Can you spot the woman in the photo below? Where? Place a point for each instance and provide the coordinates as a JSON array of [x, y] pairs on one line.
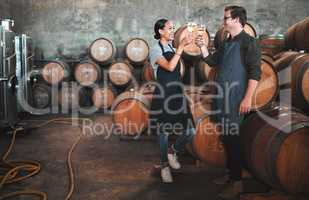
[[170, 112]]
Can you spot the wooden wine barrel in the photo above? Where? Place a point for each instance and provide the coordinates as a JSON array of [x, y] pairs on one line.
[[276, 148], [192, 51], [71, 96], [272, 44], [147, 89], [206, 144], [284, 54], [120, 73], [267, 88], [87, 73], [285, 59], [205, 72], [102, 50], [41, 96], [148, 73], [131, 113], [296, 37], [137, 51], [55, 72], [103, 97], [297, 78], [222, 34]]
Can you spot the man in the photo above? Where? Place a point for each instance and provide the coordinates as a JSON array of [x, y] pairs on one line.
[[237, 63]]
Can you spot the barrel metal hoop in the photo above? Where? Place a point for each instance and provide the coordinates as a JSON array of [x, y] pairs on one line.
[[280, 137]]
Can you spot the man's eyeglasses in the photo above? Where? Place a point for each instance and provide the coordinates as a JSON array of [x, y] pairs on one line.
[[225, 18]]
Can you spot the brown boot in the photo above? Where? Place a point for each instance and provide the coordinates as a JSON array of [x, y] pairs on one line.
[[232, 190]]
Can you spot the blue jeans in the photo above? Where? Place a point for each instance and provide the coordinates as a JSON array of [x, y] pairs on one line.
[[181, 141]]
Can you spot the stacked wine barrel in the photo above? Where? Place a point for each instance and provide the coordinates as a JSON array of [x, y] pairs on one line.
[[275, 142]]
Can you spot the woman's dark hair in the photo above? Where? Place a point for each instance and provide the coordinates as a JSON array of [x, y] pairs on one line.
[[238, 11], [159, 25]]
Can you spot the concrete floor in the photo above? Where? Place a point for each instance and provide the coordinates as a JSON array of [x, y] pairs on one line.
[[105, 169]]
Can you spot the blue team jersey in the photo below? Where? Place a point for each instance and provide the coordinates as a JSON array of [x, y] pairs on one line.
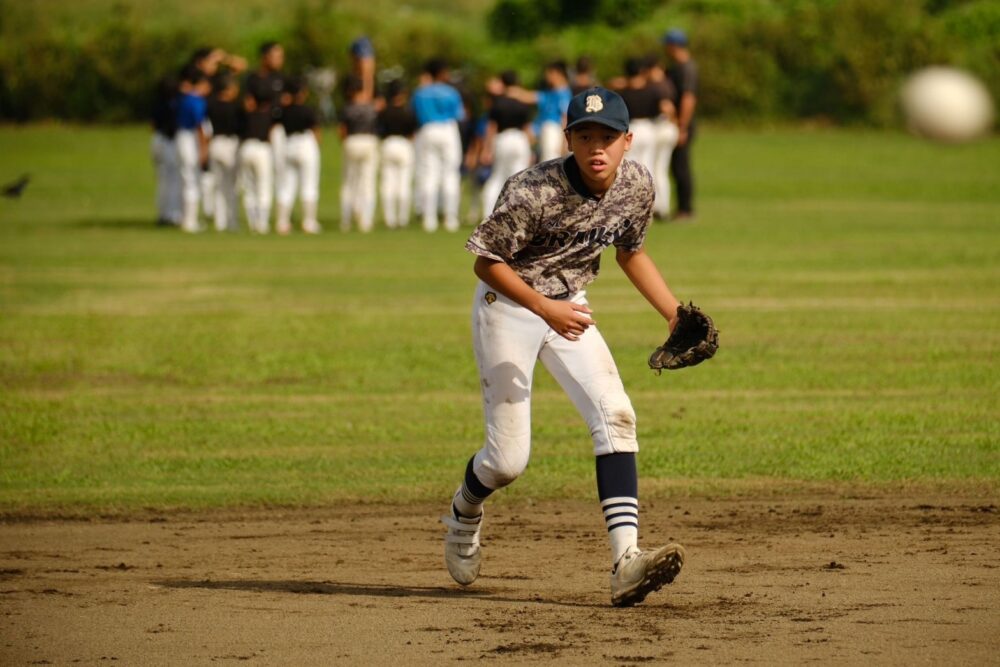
=-=-=-=-=
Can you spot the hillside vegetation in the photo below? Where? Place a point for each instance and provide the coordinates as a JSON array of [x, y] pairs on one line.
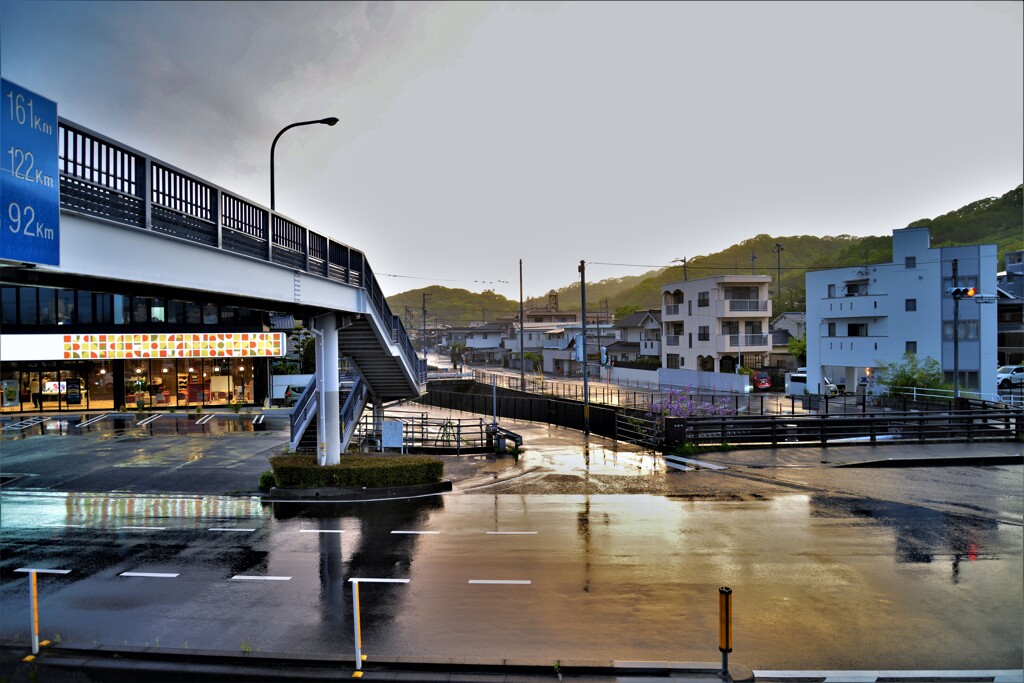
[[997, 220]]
=-=-=-=-=
PROBLEM DETAILS: Above are the records. Print exactly, and only, the lines from the line with "Can you spot the stacked" to the line with "Can you spot the blue team", both inclusive.

RESULT FOR THIS EXERCISE:
Can you spot the stacked wine barrel in the photo above? Where? Place a point for each instance and provide the coordinates as a JSON array of [x, y] pairs on one line.
[[275, 142]]
Can you spot the woman's dark hair in the photo above? Where? Place a point for each instance and provide the coordinates as a JSON array of [x, y] pairs on one line.
[[238, 11], [159, 25]]
Can you spot the concrete floor in the photo above? Where? Place a point for each instance and provide the coordinates as a JSON array of [x, y] pairs on one line.
[[105, 169]]
Can you spot the blue team jersey in the photo below? Where? Place a point for each instance and provide the coordinates as a JSON array of [x, y] pairs on one line.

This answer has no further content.